> **To do**:
Copy the data below word for word, keeping every line unchanged and in the same order.

> **Source data**:
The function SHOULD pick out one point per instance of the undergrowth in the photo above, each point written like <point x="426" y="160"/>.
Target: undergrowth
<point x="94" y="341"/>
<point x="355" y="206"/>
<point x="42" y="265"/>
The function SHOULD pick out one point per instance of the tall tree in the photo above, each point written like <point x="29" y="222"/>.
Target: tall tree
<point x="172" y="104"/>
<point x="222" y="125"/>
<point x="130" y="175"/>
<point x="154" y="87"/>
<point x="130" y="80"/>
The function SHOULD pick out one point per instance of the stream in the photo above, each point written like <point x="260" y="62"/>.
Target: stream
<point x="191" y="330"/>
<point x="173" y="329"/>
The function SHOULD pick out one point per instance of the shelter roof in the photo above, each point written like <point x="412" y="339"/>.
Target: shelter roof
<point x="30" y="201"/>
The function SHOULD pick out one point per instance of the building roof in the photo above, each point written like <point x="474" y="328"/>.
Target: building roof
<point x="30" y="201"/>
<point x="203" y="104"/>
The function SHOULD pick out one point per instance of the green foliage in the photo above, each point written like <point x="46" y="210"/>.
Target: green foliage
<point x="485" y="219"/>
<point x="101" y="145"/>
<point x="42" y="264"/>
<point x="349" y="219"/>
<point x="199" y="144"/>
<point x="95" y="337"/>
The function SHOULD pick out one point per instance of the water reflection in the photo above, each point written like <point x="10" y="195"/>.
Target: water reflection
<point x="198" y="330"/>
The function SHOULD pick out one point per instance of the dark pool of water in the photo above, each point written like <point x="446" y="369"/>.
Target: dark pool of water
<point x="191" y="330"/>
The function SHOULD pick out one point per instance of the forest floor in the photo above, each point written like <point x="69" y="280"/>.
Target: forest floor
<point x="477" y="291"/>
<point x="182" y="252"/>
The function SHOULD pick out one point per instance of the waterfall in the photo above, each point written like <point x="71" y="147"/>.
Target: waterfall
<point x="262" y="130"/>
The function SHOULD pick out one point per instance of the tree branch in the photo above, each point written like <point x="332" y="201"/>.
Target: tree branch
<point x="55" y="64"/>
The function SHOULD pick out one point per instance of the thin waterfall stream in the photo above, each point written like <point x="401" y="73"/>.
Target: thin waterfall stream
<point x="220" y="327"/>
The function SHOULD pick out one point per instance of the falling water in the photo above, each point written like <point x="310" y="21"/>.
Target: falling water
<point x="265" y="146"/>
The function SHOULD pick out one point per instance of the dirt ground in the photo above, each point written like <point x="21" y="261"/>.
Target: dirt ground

> **Answer to the task**:
The function SHOULD pick out one point per instance of the undergrowth in the photo above, each point written like <point x="426" y="160"/>.
Target: undergrowth
<point x="94" y="341"/>
<point x="355" y="206"/>
<point x="42" y="265"/>
The function SHOULD pick out one point per instance of the tall tree in the photo above, each point written like <point x="29" y="222"/>.
Target: tall tree
<point x="172" y="104"/>
<point x="222" y="125"/>
<point x="130" y="175"/>
<point x="154" y="87"/>
<point x="130" y="80"/>
The function SHOULD pick out one point per instance of the stream in the photo above, each point written like <point x="260" y="62"/>.
Target: stream
<point x="191" y="330"/>
<point x="173" y="329"/>
The function SHOULD pick out one point per instance of the shelter roof in the photo above, each point written like <point x="412" y="339"/>.
Target: shelter roof
<point x="30" y="201"/>
The function SHOULD pick out one point per instance of the building roof in the photo above, each point written like <point x="474" y="328"/>.
Target: building roof
<point x="30" y="201"/>
<point x="203" y="104"/>
The function SHOULD pick out one point per instance of the green foliage in the photo above, each point written like <point x="46" y="210"/>.
Target: green foliage
<point x="485" y="219"/>
<point x="101" y="145"/>
<point x="42" y="264"/>
<point x="349" y="219"/>
<point x="199" y="144"/>
<point x="95" y="337"/>
The function SHOULD pick out one point per instance of the water reflection in the photo above, each point written like <point x="10" y="195"/>.
Target: water reflection
<point x="198" y="330"/>
The function SHOULD pick out one point per instance of the dark pool of water in the photo above, each point written like <point x="446" y="369"/>.
Target: dark pool of water
<point x="191" y="330"/>
The function SHOULD pick out one point per instance of the forest floor in the photo above, each point written like <point x="69" y="280"/>.
Target: forest floor
<point x="477" y="291"/>
<point x="182" y="252"/>
The function SHOULD pick out one point per instance of the waterfall in the photo above, each point written like <point x="71" y="147"/>.
Target: waterfall
<point x="262" y="130"/>
The function SHOULD pick out one point per instance of the tree branch in the photo above, each point written like <point x="332" y="201"/>.
Target: tree branch
<point x="55" y="64"/>
The function SHOULD pick out one point per instance of the thin waterfall stream in the photo above, each point written like <point x="401" y="73"/>.
Target: thin waterfall stream
<point x="220" y="327"/>
The function SHOULD pick out one point per instance of the falling water in the photo above, each point written like <point x="310" y="21"/>.
Target: falling water
<point x="265" y="146"/>
The function SHOULD pick out one point per instance of the dirt ground in the photo above, each point written like <point x="21" y="261"/>.
Target: dirt ground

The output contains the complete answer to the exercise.